• TASK OBJECTIVE:
Find each line in the entries below that contains the word "bull" and copy those lines out in full.

(Coordinate annotation records)
════════════════
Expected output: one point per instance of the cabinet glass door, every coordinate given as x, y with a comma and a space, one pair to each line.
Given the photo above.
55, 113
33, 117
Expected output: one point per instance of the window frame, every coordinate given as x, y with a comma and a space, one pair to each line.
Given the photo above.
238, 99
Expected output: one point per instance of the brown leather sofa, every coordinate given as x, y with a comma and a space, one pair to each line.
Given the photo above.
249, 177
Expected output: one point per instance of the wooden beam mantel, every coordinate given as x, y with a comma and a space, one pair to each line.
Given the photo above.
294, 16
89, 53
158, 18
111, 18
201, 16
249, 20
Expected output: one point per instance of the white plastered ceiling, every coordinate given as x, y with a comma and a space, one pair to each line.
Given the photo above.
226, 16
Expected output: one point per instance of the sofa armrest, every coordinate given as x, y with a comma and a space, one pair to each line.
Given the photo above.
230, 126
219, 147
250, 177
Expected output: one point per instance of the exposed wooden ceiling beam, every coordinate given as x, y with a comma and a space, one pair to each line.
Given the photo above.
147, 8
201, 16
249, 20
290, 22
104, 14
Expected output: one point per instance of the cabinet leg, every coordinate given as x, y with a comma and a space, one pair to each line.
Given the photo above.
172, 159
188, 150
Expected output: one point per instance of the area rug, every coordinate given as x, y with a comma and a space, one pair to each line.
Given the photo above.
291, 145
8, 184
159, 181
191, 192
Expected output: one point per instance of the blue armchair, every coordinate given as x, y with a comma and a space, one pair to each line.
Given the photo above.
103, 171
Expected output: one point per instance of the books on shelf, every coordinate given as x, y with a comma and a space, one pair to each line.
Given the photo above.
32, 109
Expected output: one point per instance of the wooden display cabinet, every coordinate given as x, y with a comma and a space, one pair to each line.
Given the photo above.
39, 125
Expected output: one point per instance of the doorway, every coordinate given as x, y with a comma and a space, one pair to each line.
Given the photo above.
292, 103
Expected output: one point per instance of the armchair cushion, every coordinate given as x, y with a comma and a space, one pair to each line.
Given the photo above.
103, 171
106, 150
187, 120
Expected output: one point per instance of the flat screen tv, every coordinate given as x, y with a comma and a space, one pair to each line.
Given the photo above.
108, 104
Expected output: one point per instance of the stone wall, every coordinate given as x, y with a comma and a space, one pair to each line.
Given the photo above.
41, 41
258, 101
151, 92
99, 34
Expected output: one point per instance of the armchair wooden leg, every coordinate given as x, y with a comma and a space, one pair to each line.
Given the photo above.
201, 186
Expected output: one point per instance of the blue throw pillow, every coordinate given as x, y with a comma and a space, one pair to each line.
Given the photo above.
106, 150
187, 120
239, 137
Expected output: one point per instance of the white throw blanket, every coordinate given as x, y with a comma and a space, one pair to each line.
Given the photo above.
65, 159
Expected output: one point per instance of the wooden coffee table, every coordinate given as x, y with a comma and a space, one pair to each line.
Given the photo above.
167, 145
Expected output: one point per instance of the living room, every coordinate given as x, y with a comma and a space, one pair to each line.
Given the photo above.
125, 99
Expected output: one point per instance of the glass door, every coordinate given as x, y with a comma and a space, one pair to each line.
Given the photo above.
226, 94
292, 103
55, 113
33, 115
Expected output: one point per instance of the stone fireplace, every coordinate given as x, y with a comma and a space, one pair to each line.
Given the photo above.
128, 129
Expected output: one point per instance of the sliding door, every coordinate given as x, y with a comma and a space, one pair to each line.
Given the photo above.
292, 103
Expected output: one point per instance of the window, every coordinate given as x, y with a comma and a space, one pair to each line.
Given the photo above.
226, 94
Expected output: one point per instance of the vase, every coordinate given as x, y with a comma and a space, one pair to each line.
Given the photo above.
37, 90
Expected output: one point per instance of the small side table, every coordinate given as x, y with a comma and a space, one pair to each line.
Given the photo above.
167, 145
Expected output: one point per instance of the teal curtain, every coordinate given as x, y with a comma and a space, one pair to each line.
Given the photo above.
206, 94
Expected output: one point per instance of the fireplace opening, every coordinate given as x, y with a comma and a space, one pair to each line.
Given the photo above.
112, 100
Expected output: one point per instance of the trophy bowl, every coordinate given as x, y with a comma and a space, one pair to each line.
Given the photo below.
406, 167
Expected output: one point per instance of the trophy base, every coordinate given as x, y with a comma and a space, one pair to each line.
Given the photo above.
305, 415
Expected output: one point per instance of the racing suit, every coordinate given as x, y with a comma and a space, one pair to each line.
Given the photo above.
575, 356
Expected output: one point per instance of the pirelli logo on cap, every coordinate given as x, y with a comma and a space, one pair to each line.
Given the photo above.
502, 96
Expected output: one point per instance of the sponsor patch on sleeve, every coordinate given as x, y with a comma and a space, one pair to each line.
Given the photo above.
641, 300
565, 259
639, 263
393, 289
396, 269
════════════════
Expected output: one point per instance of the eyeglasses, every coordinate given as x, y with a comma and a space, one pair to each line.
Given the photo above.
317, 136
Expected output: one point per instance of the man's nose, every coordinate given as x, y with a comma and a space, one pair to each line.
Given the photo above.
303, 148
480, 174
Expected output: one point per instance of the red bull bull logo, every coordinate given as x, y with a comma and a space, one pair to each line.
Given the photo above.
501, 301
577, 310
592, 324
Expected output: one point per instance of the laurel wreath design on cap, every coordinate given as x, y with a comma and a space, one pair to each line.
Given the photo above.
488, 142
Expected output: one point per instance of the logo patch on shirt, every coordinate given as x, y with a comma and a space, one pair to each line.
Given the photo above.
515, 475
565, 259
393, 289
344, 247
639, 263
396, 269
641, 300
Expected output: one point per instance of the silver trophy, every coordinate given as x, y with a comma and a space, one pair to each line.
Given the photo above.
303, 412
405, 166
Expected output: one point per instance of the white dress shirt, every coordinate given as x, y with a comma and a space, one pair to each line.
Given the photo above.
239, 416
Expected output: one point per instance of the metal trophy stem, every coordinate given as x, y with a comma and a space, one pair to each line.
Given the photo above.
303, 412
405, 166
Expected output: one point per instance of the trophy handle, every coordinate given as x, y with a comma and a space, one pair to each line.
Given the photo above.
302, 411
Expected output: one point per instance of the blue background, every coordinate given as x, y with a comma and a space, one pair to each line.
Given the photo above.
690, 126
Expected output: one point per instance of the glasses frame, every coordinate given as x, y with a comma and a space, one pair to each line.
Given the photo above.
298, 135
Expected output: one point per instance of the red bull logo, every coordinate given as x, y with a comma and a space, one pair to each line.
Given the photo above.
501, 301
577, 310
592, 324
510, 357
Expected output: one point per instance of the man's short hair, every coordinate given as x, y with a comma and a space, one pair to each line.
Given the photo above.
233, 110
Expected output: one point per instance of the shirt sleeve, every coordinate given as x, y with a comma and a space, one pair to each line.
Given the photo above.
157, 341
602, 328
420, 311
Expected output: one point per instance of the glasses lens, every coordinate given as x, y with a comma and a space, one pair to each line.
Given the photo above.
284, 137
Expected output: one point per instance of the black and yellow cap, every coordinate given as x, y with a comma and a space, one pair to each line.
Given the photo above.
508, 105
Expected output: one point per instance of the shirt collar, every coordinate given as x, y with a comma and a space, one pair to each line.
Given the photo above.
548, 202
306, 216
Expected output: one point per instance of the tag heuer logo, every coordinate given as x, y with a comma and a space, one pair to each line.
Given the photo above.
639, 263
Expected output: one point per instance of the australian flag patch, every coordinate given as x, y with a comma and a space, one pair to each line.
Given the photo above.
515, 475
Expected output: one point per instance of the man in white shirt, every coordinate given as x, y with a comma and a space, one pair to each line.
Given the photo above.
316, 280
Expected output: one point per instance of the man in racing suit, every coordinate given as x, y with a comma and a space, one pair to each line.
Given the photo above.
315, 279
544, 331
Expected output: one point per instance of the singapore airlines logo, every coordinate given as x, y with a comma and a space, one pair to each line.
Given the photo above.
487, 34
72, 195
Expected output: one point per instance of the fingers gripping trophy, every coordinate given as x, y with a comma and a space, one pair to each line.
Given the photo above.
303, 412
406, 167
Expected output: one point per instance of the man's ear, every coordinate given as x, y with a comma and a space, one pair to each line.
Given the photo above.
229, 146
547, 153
════════════════
• CORRECT RESULT:
Expected output: one point per instance of the red bull bull logo, every coordinate given as x, y with a comma and a space, one pair to each line.
Expected output: one point per instance of the red bull logo, every coordinate given as x, y with a comma and a space, one pair to each line.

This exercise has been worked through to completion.